Task prompt - Reproduce every line of the records below word for word, leaving out the pictures.

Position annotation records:
___

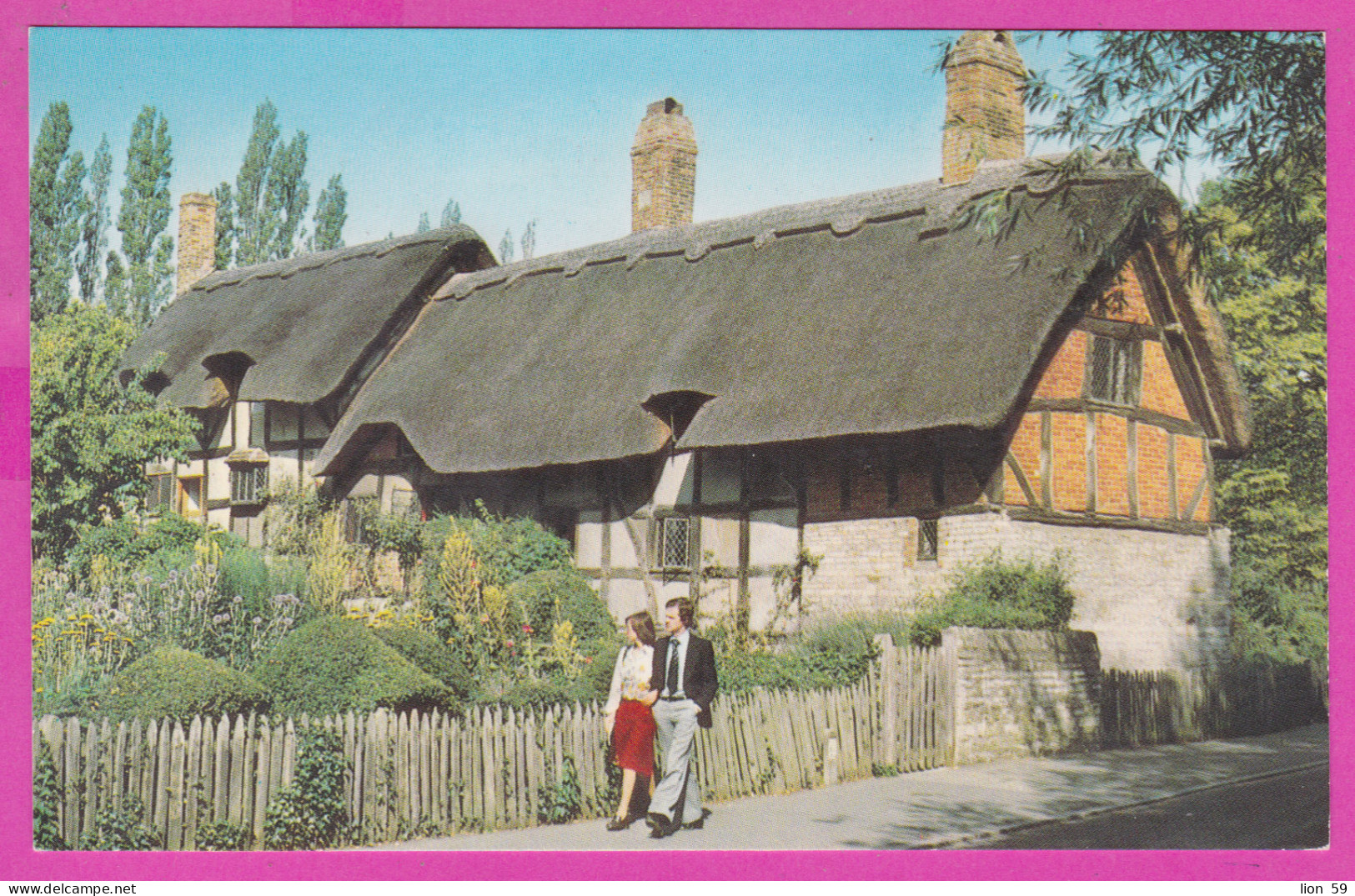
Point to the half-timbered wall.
(243, 438)
(1075, 453)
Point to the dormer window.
(1114, 370)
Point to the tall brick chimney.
(663, 167)
(986, 117)
(197, 240)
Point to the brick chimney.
(663, 165)
(986, 117)
(197, 240)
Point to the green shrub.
(177, 683)
(509, 548)
(114, 830)
(47, 796)
(164, 544)
(309, 813)
(220, 837)
(427, 653)
(560, 800)
(548, 597)
(334, 665)
(997, 593)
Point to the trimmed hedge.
(552, 596)
(334, 665)
(431, 655)
(175, 683)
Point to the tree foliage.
(225, 244)
(271, 194)
(450, 213)
(56, 206)
(93, 223)
(90, 436)
(1252, 103)
(147, 251)
(331, 214)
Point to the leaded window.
(674, 542)
(927, 532)
(160, 496)
(1114, 370)
(249, 483)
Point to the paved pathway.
(939, 807)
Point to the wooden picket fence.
(1142, 708)
(917, 705)
(484, 768)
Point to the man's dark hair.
(686, 609)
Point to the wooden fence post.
(888, 700)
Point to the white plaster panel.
(626, 597)
(589, 540)
(719, 478)
(773, 536)
(675, 481)
(255, 436)
(720, 540)
(622, 547)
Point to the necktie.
(672, 668)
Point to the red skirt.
(633, 738)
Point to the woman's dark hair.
(644, 626)
(686, 609)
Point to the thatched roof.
(303, 323)
(874, 313)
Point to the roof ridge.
(314, 260)
(841, 214)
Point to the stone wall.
(1023, 693)
(1155, 600)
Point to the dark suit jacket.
(698, 673)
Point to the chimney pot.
(197, 240)
(986, 114)
(663, 165)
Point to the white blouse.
(630, 678)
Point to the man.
(683, 683)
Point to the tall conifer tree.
(56, 203)
(144, 217)
(331, 214)
(93, 223)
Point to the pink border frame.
(15, 748)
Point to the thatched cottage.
(873, 381)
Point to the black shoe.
(660, 826)
(621, 824)
(700, 823)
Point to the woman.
(628, 718)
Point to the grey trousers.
(676, 724)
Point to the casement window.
(1114, 370)
(674, 544)
(193, 496)
(160, 496)
(927, 539)
(249, 483)
(355, 516)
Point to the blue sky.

___

Solution for this exercise -
Point to the half-timbered wall.
(243, 438)
(1075, 453)
Point to the dormer window.
(1114, 370)
Point to the tall brick chimney.
(663, 167)
(986, 117)
(197, 240)
Point to the brick chimney.
(663, 165)
(986, 117)
(197, 240)
Point to the green shrub.
(177, 683)
(509, 548)
(114, 830)
(47, 796)
(164, 544)
(309, 813)
(220, 837)
(427, 653)
(560, 800)
(548, 597)
(334, 665)
(997, 593)
Point to the trimmed hedge.
(552, 596)
(334, 665)
(431, 655)
(175, 683)
Point to the tree foliage.
(225, 244)
(271, 194)
(450, 213)
(56, 206)
(93, 223)
(90, 436)
(1252, 103)
(147, 251)
(331, 214)
Point to the leaded window.
(674, 542)
(927, 532)
(160, 496)
(1114, 370)
(249, 483)
Point to the paved pathway.
(939, 807)
Point to the wooden picket fence.
(1142, 708)
(917, 705)
(484, 768)
Point to the man's dark hair.
(686, 609)
Point to the wooden fence post.
(888, 700)
Point to the white plaster panel.
(626, 597)
(589, 540)
(719, 478)
(773, 536)
(675, 481)
(255, 436)
(720, 540)
(622, 547)
Point to the necktie.
(672, 668)
Point to the red skirt.
(633, 738)
Point to the woman's dark hair.
(644, 626)
(686, 609)
Point to the thatched roof.
(303, 323)
(874, 313)
Point to the roof ridge.
(314, 260)
(841, 214)
Point to the stone wall.
(1023, 693)
(1155, 600)
Point to the dark suit jacket.
(698, 673)
Point to the chimney pot.
(197, 240)
(986, 114)
(663, 165)
Point to the white blouse.
(630, 678)
Point to the man.
(683, 683)
Point to the tall conifer tree.
(56, 203)
(144, 217)
(331, 214)
(93, 223)
Point to the pink border frame.
(15, 748)
Point to the thatched cottage.
(873, 381)
Point to the black shoe.
(660, 826)
(621, 824)
(700, 823)
Point to the woman.
(628, 718)
Point to the grey trousers.
(676, 724)
Point to the casement window.
(1114, 370)
(674, 544)
(193, 496)
(160, 496)
(927, 539)
(249, 483)
(355, 516)
Point to the blue sky.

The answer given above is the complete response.